# [Exercise]
Once you reach the line containing "Output the target's" in the entries below, write out that line and each one after it down to the line containing "positive clicks: (89, 306) (80, 295)", exactly and with nothing added.

(Saved entries)
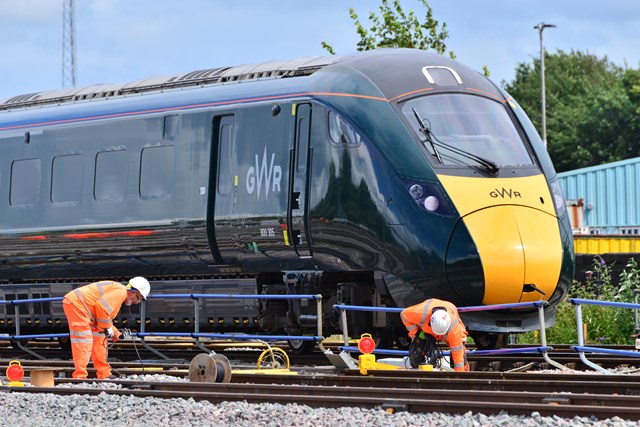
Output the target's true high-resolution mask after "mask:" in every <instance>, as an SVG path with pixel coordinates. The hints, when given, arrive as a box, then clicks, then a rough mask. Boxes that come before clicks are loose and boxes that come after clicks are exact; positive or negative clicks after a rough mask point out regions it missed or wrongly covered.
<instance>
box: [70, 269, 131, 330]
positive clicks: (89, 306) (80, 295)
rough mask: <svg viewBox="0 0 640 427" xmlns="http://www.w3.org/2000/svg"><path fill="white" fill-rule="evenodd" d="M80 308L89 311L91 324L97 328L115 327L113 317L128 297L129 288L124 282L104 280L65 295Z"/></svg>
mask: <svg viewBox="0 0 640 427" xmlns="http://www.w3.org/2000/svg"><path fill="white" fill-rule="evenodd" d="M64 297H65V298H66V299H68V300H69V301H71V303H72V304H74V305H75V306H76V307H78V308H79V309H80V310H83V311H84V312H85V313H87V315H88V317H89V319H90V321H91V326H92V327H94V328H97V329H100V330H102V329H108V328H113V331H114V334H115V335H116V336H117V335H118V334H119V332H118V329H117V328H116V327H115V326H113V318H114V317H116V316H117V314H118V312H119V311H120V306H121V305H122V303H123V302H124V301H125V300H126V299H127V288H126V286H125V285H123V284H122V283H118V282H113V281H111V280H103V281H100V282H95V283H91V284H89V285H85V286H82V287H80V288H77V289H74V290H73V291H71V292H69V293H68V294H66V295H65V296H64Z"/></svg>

==

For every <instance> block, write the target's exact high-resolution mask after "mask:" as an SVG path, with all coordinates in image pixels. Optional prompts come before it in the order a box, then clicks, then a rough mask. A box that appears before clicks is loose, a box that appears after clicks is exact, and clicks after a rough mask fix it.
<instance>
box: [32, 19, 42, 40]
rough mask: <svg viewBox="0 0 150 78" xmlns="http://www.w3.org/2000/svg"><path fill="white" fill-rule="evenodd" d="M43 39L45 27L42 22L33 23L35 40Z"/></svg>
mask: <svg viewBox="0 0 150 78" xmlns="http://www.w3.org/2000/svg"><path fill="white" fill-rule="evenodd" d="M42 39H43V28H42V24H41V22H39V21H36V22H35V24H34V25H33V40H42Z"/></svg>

# [Response]
Output the target's true high-resolution mask after "mask:" in every <instance>, as an SVG path with pixel coordinates. The hints, when given, arrive as a box, then clicks, then a rough mask. Boxes that come before clicks are loose and boxes that come after clicks are exact; positive or negative clicks after a rough mask point out regions it missed or wrongly covered.
<instance>
box: [70, 269, 131, 330]
positive clicks: (89, 306) (80, 295)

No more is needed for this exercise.